## Article
━━━━━━━━━━━━━━━━
# Spilled a little water with honey on keyboard...now have sticky keys!



## LABachlr (Jan 11, 2010)

I spilled a little water and honey on the keyboard of our white Macbook, and now the keys are sticky.  What is the best way to clean them?  Is there a tutorial somewhere?  Link to instructions on how to take apart the Macbook to get to the keyboard?  What should I use to clean it (both the tool and the cleaning agent)?  I heard rubbing alcohol is good.  What kind of cloth?

TIA


----------



## ElDiabloConCaca (Jan 11, 2010)

You may be in for a bit of work, as I believe the keyboard is integrated into the top casing of the computer -- in other words, you cannot separate the keyboard from the grayish top plate of the laptop.

Here's how to remove the top case of the MacBook:
http://www.wonderhowto.com/how-to/v...p-case-and-keyboard-from-a-13-macbook-248940/

...and here's how to remove individual keys:
http://www.youtube.com/watch?v=E--mfTViQVM

The combination of those two should get you to where you need to be with a little patience, elbow grease, and a steady hand.


----------



## djackmac (Jan 11, 2010)

Hopefully nothing leaked onto the board. You might want to get some spudgers before taking that thing apart. Also when you do get the top case loose, watch out that you don't bust the ribbon cable connector on the logic board. You really should get a new top case unless the thing is a time bomb about to quit. When I run into these liquid spill situations in the shop (and I do about once a week), I never bother cleaning the top case. Its better just to replace it altogether. If anything hit the logic board, especially a sugar like substance like honey, I tell the customers not to waste their money because its only a matter of time before the corrosion eats away the circuitry on the board, even if I do clean it off.


----------



## icemanjc (Jan 11, 2010)

Well since the option is either to be stuck with sticky keys or buy a new one. Have you confirmed that all the keys still work? Generally a couple of keys stop working once you spill any form of water on a keyboard.

Not exactly sure how good this is for your keyboard, but I spilled milk into a keyboard once, so I took out the keyboard so it was just the keyboard and nothing else. I then put it in water, let it soak for 5 min and then sort of forced water to go through using my hands. It cleaned out a lot of crap that was in the keyboard and also all the milk residue. Once I took it out, I blow dried it (not putting the blow drier to close so that I didn't melt or deform anything on the keyboard. After about 20 min of drying, I let it sit for a day for some additional drying, then put it back in and it worked fine.


----------
━━━━━━━━━━━━━━━━
## Information supplied
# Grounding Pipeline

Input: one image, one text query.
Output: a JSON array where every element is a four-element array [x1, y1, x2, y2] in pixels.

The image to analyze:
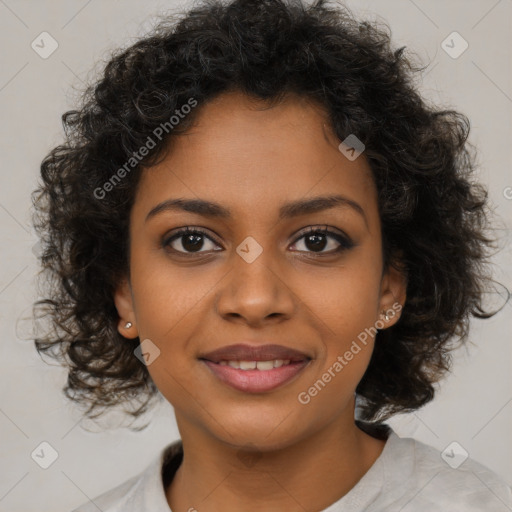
━━━━━━━━━━━━━━━━
## Directions
• 1. In the sticky-keys thread, how often does djackmac say liquid spill situations come up in the shop?
• 2. Copy the sticky-keys thread from "I spilled a" to "ElDiabloConCaca (Jan 11, 2010)" word for word.
The listing is separate material, apart from the thread.

## Answers in order
• 1. About once a week.

• 2.
I spilled a little water and honey on the keyboard of our white Macbook, and now the keys are sticky.  What is the best way to clean them?  Is there a tutorial somewhere?  Link to instructions on how to take apart the Macbook to get to the keyboard?  What should I use to clean it (both the tool and the cleaning agent)?  I heard rubbing alcohol is good.  What kind of cloth?

TIA


----------



## ElDiabloConCaca (Jan 11, 2010)